▸ Excerpt:
↓↓↓

500.A15a3/788a: Telegram
The Acting Secretary of State to the Chairman of the American Delegation (Stimson)
[Paraphrase]
Washington, March 26, 1930—6
p.m.
265. After reading your yesterday’s press statement and after conference with the President, I send you the following:
It is our wish to call the following points to your attention with respect to the whole question of a consultative pact:
- 1.
- If the provisions of the Four-Power Pacific Treaty1 are applied to a setting which is European, even though a reservation is made against military action, they become an entanglement of the first order in European affairs, this being particularly true of paragraph 2 of the Pacific Pact. The two settings present this essential difference: With respect to Europe, if included in the present treaty, it would apply to every European political disturbance which might affect any one of the five parties; with respect to the Pacific Pact, we have possessions in the East and the Pact refers solely to those possessions.
- 2.
- The supplementary agreement of December 13, 1921 [February 6, 19222], by delimiting action further under those provisions, which cannot be included in the present treaty, modified the Pacific Pact.
- 3.
- To repeat the text of the Pacific Treaty as a part of the text of the present proposed treaty would be to incur, therefore, the greatest possible dangers. We would be drawn into questions into which we could not go if the pact were so drawn as to be confined to Europe; and if such a pact were not confined to Europe, other powers would be drawn into questions affecting the Western Hemisphere, and this we cannot allow.
- 4.
- To us it would appear that the provisions of any such pact [Page 86] would necessarily have to be strictly limited to an agreement of mutual frank communication with the purpose of finding means for peaceful settling of any dispute apt to occasion war between those signing, and that such interchanges should be confined wholly to the ascertainment of peaceable methods and should leave out specifically all consideration of military or other sanctions, that no signatory shall be obliged to take part in such interchanges dealing with problems in which they say they have no concern, and it should contain an affirmation that it is this country’s policy not to become involved in controversies with respect to Europe.

↑↑↑

▸ Information:

↓↓↓

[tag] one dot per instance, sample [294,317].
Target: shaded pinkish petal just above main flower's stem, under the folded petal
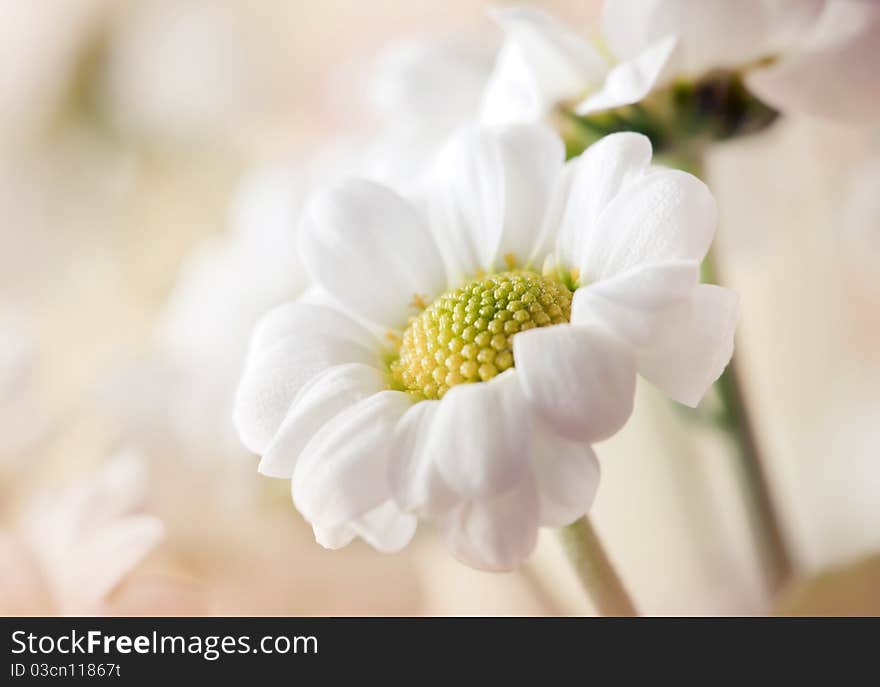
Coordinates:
[567,476]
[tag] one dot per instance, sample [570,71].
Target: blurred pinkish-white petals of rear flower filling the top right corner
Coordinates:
[825,53]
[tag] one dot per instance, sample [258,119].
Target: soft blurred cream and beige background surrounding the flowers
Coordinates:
[130,133]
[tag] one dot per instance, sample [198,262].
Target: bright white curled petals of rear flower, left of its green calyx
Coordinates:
[542,63]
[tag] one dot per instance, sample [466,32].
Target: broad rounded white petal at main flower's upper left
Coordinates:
[371,250]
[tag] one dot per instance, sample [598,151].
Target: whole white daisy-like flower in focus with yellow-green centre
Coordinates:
[362,404]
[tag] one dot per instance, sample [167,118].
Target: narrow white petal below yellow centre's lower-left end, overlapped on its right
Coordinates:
[415,480]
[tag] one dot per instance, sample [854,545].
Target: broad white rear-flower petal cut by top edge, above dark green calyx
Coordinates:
[712,33]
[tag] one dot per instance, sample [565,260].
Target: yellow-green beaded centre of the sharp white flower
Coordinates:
[466,335]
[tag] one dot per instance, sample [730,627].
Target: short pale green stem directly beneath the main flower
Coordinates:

↑↑↑

▸ Activity 1:
According to the telegram, where does the United States hold the possessions to which the Pacific Pact solely refers?
▸ Activity 2:
Rewrite everything in the telegram from "- If the provisions" down to "to those possessions.", putting "involvement" in place of "entanglement".
▸ Activity 3:
Please write the next part of the telegram on the consultative pact, picking up after its last sentence.

▸ Written response 1:
In the East.

▸ Written response 2:
- If the provisions of the Four-Power Pacific Treaty1 are applied to a setting which is European, even though a reservation is made against military action, they become an involvement of the first order in European affairs, this being particularly true of paragraph 2 of the Pacific Pact. The two settings present this essential difference: With respect to Europe, if included in the present treaty, it would apply to every European political disturbance which might affect any one of the five parties; with respect to the Pacific Pact, we have possessions in the East and the Pact refers solely to those possessions.

▸ Written response 3:
- 5.
- There are certain implications which some will draw if some of the Pacific Pact terms were included in this treaty. It would be interpreted as a declaration of the purpose to dominate the world by five naval powers. It is true that even the adoption of the above modified form if it employed the word “consultation” would be interpreted in all probability as leaving the implication of conference and it should not be “consultation” but rather “communication.”
- 6.
- It appears to us important that, as early as possible and prior to further discussion as to a consultative pact, your Conference ascertain whether or not France will be satisfied enough with the sanctions which Great Britain is willing to offer to reduce her terms to an approved level before you discuss the terms of any arrangement which they may ask of you. As any arrangement which might be made by you would have to be so diluted as not to be particularly valuable, it would seem improbable that any consultative arrangement would be asked of you. We think the above course best because the whole matter in public discussion on this side has assumed undue importance.
- 7.
- It is our desire, in any event, to be consulted and informed as to the form in which you propose to put your commitments before you have discussion as to their terms.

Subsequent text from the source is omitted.